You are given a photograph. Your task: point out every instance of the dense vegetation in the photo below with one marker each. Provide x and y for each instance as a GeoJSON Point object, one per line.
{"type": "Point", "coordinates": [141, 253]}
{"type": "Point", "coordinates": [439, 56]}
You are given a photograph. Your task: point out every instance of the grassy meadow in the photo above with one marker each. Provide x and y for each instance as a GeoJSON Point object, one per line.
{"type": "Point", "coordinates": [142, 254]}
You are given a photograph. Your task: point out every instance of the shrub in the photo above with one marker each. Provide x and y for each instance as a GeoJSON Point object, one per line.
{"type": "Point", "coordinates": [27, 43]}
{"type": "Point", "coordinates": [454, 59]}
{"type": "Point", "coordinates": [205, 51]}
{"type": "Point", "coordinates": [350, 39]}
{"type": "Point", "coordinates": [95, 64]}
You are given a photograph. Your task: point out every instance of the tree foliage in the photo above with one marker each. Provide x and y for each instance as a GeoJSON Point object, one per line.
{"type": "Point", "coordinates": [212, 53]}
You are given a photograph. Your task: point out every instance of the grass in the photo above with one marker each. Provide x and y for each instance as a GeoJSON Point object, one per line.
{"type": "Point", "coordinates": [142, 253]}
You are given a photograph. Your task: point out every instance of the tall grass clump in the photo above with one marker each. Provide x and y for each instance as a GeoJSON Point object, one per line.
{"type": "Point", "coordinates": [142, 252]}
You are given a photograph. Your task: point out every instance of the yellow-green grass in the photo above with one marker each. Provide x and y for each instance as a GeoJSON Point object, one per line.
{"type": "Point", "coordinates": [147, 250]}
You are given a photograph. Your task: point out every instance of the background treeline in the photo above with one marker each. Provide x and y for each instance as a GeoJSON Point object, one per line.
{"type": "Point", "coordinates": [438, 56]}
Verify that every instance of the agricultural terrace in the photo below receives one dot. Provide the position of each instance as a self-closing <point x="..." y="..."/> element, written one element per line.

[Problem requirements]: Edit the records above so that every "marker" becomes "pin", keeping everything else the same.

[Answer to the problem]:
You are given a photograph. Your task: point out every instance of the dense vegetation in the photo below with one pin each. Provide x and y for each instance as a GeoJSON Point object, one per line.
{"type": "Point", "coordinates": [141, 253]}
{"type": "Point", "coordinates": [439, 56]}
You are given a photograph. Your task: point out every instance of the grassy meadow in the photo above with one pin each. Provide x and y for each instance as a GeoJSON Point object, one per line.
{"type": "Point", "coordinates": [142, 254]}
You are given a photograph. Your task: point out every instance of the shrub in the photo above with one pin each. Provide x and y for each instance as a GeoJSON Point object, one per line.
{"type": "Point", "coordinates": [27, 43]}
{"type": "Point", "coordinates": [454, 59]}
{"type": "Point", "coordinates": [205, 51]}
{"type": "Point", "coordinates": [350, 39]}
{"type": "Point", "coordinates": [95, 64]}
You are given a photograph. Your task: point out every instance of the tree foliage in the photo above with one pin each. Provide x and y for each instance as a GeoJSON Point object, one per line.
{"type": "Point", "coordinates": [212, 53]}
You are given a photograph. Your task: point out every instance of the grass in the photo above with one pin each. Provide x and y for each instance as a GeoJSON Point object, one per line.
{"type": "Point", "coordinates": [142, 253]}
You are given a photograph. Your task: point out every instance of the tall grass clump in the photo above with one pin each. Provide x and y for each instance as a GeoJSON Point object, one per line.
{"type": "Point", "coordinates": [142, 252]}
You are given a photograph. Your task: point out every instance of the yellow-green grass in the photo above with one pin each. Provide x and y for each instance as a GeoJSON Point object, one per line.
{"type": "Point", "coordinates": [147, 250]}
You are given a photograph. Your task: point out every instance of the background treeline in the photo above with one pin each. Provide x and y for each instance as a GeoJSON Point object, one per line.
{"type": "Point", "coordinates": [438, 56]}
Verify that every instance of the agricultural terrace in the photo below receives one dot. Provide the position of each instance as a self-closing <point x="..." y="..."/> element, written one element per line.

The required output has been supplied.